**Task set:**
- A) Name every European share index in the market report, with its percentage change and level.
- B) Summarize the market report in two sentences.
- C) Write the next part of the market report, picking up after its final sentence.

**Text to read:**
════

Australian shares are likely to open flat, despite Wall Street hitting record highs on strong expectations the US Federal Reserve will cut interest rates for the first time in a decade.
Market snapshot at 7:50am (AEST):ASX SPI futures +0.1pc at 6,635, ASX 200 (Wednesday’s close) +0.4pc at 6,690AUD: 69.62 US cents, 55.65 British pence, 61.86 euro cents, 75.48 Japanese yen, $NZ1.05US: Dow Jones +0.3pc at 26,860, S&P 500 +0.5pc at 2,993, Nasdaq +0.75pc at 8,203Europe: FTSE 100 -0.1pc at 7,531, DAX -0.5pc at 12,373, CAC -0.1pc at 5,568, Euro Stoxx 50 -0.2pc at 3,502Commodities: Brent crude +3.9pc at $US66.68/barrel, spot gold +1.5pc at $US1,418.80/ounce, iron ore -0.5pc at $US120.96/tonne
Meanwhile, the Australian dollar has risen to 69.62 US cents due to a weaker greenback.

════

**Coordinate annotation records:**
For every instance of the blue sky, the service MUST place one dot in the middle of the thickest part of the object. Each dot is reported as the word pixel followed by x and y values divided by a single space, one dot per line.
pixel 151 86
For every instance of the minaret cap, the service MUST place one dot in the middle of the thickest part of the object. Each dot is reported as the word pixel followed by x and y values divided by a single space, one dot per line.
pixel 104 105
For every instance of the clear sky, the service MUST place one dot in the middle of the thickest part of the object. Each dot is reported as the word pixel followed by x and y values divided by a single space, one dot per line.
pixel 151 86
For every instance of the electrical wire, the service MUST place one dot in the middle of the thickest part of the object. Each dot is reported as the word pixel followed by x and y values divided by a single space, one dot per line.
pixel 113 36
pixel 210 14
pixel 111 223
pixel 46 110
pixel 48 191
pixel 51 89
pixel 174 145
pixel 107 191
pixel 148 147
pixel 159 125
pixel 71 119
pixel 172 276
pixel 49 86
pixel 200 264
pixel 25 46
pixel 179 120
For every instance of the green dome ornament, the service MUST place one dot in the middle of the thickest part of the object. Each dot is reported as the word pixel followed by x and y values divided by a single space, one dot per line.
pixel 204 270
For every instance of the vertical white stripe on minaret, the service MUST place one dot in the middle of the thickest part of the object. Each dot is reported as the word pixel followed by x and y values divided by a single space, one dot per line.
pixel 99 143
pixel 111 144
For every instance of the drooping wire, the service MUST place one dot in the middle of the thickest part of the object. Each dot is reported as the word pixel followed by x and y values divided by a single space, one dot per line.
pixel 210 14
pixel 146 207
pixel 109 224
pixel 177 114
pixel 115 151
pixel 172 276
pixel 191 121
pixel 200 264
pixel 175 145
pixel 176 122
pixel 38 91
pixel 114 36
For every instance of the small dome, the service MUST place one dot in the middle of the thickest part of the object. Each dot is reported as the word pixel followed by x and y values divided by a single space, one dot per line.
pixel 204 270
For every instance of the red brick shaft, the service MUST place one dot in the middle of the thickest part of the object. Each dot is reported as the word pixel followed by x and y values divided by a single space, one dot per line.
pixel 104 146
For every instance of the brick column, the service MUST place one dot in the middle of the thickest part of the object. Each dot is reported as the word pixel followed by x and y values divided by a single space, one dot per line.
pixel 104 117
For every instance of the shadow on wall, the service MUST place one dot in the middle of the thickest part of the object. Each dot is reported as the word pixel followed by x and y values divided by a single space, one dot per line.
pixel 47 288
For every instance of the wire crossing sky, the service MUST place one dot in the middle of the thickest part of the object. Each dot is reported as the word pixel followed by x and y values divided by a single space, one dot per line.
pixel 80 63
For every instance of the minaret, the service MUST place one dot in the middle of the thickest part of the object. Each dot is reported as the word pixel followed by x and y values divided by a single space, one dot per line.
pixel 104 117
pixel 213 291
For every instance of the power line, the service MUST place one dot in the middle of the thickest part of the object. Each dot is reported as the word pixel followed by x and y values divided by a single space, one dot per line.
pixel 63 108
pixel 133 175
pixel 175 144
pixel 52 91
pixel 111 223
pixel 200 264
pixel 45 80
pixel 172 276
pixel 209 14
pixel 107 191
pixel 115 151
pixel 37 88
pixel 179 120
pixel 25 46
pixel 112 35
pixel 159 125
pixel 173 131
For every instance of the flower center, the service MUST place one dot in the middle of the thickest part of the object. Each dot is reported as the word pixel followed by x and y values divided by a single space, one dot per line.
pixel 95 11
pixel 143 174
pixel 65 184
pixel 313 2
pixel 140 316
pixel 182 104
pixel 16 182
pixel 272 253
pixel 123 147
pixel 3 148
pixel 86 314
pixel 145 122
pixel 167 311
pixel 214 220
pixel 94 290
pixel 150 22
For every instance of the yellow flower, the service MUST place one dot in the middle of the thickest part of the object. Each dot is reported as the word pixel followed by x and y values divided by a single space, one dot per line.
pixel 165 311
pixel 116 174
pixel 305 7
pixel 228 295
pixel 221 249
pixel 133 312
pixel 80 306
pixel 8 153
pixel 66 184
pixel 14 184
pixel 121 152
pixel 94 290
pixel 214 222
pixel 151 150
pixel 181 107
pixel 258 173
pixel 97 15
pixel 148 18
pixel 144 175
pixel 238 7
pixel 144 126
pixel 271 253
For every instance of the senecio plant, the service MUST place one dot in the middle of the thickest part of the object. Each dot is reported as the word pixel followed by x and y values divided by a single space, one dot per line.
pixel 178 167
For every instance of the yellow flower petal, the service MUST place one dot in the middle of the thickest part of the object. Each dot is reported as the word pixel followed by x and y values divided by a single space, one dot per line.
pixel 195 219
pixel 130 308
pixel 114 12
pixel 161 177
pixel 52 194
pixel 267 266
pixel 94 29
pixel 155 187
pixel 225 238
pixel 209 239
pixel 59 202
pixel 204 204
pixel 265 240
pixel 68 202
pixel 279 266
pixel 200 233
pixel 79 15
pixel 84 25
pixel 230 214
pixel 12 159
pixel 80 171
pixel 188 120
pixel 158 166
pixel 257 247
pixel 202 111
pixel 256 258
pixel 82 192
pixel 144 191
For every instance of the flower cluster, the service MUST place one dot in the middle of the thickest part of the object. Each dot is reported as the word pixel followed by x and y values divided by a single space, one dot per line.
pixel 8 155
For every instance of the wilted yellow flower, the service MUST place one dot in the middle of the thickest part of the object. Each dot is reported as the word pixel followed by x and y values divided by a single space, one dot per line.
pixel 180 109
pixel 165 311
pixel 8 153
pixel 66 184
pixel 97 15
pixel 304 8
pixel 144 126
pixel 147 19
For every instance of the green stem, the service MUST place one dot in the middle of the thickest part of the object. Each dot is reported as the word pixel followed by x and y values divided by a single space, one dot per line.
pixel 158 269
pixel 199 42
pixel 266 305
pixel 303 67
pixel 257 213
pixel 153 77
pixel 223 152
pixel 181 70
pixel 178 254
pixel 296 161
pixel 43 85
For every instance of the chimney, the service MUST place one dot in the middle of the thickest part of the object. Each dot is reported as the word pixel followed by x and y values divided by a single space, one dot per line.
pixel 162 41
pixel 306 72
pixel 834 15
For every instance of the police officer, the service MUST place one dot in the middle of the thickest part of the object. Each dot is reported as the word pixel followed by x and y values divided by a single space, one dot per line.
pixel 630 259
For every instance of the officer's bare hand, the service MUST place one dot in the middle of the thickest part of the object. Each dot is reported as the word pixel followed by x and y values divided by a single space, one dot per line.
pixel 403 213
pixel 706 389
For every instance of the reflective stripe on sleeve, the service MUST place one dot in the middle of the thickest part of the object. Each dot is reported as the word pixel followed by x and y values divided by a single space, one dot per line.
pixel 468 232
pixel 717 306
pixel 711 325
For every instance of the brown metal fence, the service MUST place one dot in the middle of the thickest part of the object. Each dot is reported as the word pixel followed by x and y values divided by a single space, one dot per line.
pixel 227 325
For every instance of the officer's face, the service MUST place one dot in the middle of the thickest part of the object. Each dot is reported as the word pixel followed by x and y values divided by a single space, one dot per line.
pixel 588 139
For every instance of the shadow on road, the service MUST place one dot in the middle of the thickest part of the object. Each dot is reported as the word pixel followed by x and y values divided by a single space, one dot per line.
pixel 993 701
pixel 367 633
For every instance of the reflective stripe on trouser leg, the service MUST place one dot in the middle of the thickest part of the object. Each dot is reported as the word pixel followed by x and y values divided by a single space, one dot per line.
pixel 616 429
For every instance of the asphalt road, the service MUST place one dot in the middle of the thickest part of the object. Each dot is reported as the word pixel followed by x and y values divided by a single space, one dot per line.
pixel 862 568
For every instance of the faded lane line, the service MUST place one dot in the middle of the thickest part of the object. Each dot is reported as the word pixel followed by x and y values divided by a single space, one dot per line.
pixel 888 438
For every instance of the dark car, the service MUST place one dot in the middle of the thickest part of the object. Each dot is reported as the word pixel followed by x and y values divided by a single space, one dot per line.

════

**Expected answers:**
- A)
FTSE 100: -0.1pc at 7,531
DAX: -0.5pc at 12,373
CAC: -0.1pc at 5,568
Euro Stoxx 50: -0.2pc at 3,502

- B) Australian shares are expected to open flat even though Wall Street hit record highs on strong expectations that the US Federal Reserve will cut interest rates for the first time in a decade. The Australian dollar has risen to 69.62 US cents because of a weaker greenback.

- C)
The US dollar fell after Fed chair Jerome Powell gave a downbeat outlook for the US economy in his closely-watched testimony on monetary policy to Congress.
Essentially, it reinforced the market’s strong expectations that the Fed will cut America’s interest rates at the end of this month.
That boosted the stock market in New York, with the benchmark S&P 500 index rising 0.5 per cent to 2,993 — though it briefly hit 3,000 points at its peak.
The Dow Jones index lifted 0.3 per cent to 26,820.
However, the tech-heavy Nasdaq was the best performer, up 0.75 per cent, thanks to strong gains from Amazon (+1.5pc), Microsoft (+1pc) and Apple (+1pc) shares.
What did Powell say?
The US central bank’s chief said “broad” global weakness was clouding the US economic outlook amid uncertainty about the fallout from the Trump administration’s trade conflicts with China and other nations.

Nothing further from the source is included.